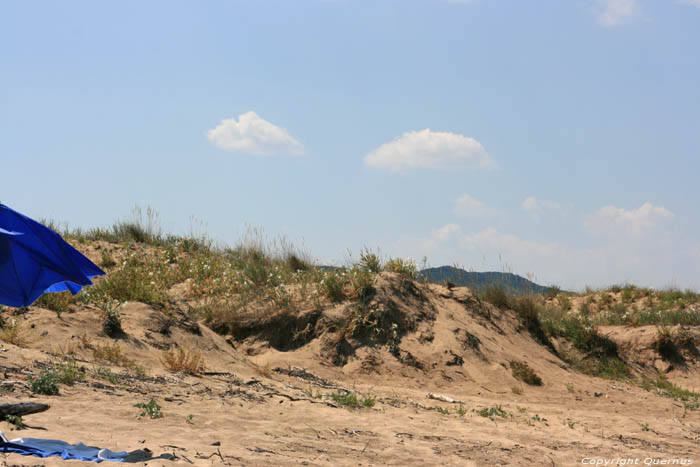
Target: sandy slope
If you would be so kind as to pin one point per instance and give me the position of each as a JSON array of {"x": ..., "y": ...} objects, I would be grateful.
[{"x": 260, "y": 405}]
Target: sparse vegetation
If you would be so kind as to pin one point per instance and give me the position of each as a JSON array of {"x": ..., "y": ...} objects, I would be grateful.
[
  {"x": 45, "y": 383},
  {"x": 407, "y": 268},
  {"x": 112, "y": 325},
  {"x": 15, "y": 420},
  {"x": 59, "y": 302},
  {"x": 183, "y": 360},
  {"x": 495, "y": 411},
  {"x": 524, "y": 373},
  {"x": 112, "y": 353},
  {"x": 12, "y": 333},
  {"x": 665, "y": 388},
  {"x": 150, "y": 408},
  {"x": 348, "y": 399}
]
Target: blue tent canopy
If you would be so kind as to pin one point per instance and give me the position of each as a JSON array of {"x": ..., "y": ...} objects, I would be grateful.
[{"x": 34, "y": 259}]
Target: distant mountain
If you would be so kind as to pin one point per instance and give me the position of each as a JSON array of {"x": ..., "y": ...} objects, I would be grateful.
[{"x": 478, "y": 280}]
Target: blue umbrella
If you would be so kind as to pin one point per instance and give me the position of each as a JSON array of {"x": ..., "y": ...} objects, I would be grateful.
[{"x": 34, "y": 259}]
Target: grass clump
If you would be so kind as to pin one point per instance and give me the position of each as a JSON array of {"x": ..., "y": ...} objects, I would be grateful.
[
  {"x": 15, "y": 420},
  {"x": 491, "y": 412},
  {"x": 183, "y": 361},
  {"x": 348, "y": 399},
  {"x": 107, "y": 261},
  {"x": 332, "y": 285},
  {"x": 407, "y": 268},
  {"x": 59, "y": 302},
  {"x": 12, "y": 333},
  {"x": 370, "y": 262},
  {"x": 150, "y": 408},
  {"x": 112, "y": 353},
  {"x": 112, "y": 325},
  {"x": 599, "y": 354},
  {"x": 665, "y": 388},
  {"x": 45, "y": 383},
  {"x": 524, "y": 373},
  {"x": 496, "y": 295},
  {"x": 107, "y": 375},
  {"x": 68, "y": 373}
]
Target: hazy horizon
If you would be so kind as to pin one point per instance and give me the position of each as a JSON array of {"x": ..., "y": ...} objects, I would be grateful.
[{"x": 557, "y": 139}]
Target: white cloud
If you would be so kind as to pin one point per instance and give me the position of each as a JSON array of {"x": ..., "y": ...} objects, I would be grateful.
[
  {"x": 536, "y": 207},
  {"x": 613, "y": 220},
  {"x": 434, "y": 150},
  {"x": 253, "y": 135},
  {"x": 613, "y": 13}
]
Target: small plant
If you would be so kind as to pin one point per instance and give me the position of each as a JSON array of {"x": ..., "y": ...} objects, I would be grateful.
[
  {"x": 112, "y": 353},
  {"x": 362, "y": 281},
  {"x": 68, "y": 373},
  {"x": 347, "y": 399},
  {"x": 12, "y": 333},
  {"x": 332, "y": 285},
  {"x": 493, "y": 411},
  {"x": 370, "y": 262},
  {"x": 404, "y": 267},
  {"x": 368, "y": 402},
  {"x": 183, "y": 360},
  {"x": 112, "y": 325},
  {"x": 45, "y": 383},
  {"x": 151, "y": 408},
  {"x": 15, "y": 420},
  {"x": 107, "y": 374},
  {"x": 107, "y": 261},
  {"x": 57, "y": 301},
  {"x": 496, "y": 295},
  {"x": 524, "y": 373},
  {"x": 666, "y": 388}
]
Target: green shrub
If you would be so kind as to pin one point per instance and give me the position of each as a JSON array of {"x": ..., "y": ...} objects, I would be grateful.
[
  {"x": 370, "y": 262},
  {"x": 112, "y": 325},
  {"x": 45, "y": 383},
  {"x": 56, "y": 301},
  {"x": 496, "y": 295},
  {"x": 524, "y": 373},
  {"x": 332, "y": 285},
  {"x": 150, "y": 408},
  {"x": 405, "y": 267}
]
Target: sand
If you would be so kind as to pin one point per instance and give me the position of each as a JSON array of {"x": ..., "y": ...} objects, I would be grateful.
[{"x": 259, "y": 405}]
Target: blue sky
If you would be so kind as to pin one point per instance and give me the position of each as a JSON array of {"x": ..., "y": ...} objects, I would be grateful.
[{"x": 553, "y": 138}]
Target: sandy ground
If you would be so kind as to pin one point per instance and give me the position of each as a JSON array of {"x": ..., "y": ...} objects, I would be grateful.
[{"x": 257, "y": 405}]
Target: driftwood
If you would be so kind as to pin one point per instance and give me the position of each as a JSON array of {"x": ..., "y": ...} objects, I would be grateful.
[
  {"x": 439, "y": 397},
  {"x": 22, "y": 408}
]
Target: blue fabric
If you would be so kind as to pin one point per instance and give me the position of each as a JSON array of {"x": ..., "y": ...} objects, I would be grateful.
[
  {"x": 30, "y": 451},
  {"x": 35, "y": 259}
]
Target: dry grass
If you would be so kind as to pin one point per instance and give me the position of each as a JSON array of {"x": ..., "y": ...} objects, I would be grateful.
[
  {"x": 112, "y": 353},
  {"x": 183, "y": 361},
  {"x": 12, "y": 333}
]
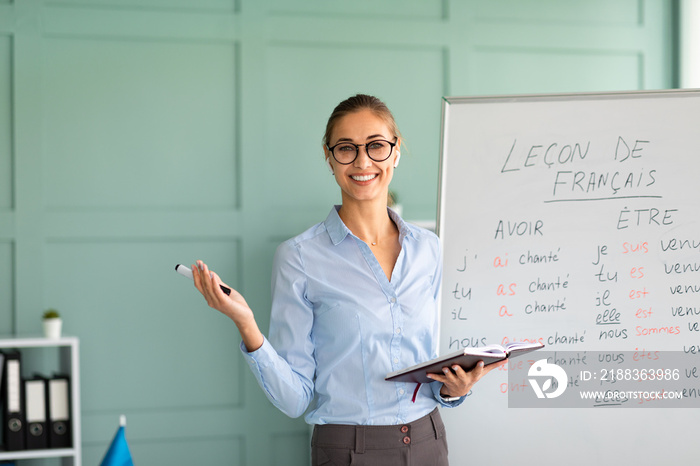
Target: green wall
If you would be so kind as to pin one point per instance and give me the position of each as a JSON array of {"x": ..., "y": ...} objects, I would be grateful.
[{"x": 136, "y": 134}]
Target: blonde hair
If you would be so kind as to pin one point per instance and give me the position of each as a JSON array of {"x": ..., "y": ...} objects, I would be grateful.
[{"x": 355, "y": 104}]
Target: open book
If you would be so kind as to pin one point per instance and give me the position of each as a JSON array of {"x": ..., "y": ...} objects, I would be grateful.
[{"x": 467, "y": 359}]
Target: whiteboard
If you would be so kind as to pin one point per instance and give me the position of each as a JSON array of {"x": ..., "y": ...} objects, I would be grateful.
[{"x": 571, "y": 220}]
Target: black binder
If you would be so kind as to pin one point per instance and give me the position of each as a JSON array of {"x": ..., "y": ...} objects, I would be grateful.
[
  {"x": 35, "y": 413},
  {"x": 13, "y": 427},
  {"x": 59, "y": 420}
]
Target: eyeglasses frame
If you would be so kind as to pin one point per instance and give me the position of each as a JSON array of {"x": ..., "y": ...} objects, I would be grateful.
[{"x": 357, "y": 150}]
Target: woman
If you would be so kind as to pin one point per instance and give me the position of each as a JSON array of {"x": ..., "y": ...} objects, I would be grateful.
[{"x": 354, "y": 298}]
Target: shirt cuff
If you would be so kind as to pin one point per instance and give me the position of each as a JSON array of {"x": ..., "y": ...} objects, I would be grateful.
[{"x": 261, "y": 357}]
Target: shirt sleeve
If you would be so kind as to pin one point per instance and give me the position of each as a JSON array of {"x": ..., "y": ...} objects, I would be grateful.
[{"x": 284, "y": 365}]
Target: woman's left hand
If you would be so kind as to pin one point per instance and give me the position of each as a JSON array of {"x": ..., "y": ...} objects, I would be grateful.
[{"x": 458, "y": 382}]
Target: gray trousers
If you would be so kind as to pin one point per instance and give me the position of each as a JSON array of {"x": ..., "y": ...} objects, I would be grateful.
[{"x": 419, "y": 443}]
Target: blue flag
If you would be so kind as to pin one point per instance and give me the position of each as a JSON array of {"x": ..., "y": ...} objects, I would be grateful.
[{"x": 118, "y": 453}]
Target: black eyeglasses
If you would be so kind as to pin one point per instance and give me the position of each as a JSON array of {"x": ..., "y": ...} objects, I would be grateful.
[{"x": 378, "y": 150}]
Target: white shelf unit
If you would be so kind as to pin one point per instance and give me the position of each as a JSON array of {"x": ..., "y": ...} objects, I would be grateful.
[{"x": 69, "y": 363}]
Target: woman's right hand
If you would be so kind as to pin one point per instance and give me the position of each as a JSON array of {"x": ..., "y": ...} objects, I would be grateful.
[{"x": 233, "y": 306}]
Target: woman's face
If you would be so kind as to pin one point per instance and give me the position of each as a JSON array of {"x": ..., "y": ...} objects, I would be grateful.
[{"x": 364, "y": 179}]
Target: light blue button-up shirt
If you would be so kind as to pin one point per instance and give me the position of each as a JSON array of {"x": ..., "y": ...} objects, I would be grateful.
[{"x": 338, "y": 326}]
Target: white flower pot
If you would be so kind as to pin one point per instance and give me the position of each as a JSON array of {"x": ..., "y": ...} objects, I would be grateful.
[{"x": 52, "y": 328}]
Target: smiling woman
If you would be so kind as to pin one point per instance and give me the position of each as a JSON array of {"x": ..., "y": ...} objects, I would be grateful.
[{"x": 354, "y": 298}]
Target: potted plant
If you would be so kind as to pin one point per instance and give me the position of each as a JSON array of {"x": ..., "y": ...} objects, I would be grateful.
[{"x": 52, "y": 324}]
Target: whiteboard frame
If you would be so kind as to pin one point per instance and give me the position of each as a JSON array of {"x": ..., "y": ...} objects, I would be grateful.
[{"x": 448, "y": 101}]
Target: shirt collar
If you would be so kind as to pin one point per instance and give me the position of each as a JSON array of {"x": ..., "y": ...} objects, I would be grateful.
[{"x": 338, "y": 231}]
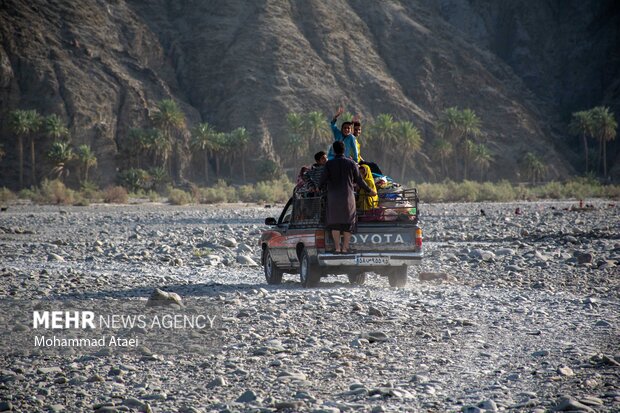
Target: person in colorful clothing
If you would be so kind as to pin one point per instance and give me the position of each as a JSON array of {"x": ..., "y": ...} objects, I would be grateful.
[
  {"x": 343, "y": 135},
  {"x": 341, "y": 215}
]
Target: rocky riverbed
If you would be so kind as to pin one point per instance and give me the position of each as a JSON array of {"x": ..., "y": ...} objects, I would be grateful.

[Activity] Please count up the lines above that include the string "hand" and respond with the total alone.

[Solution for this exercise] 2